_What you should do_.
Leaving out the pictures, transcribe all of the records faithfully.

_Records for this task_.
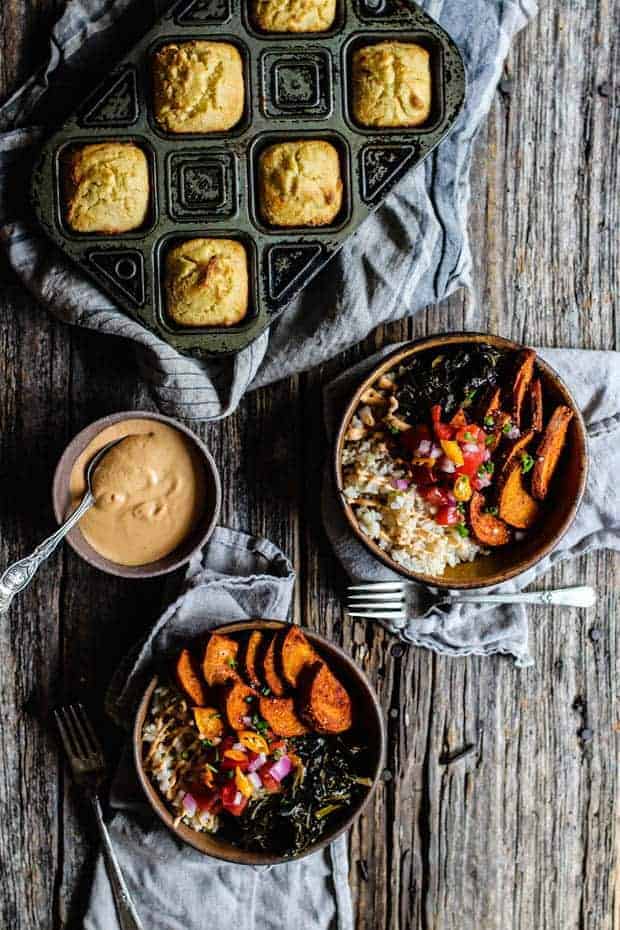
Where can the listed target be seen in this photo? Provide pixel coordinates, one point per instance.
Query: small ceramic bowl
(62, 500)
(569, 482)
(371, 728)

_Exercise result_.
Where can the listed target be seen in this photo? Provide pixel coordinates, one point per instance.
Query: small ceramic bowl
(62, 500)
(569, 482)
(371, 728)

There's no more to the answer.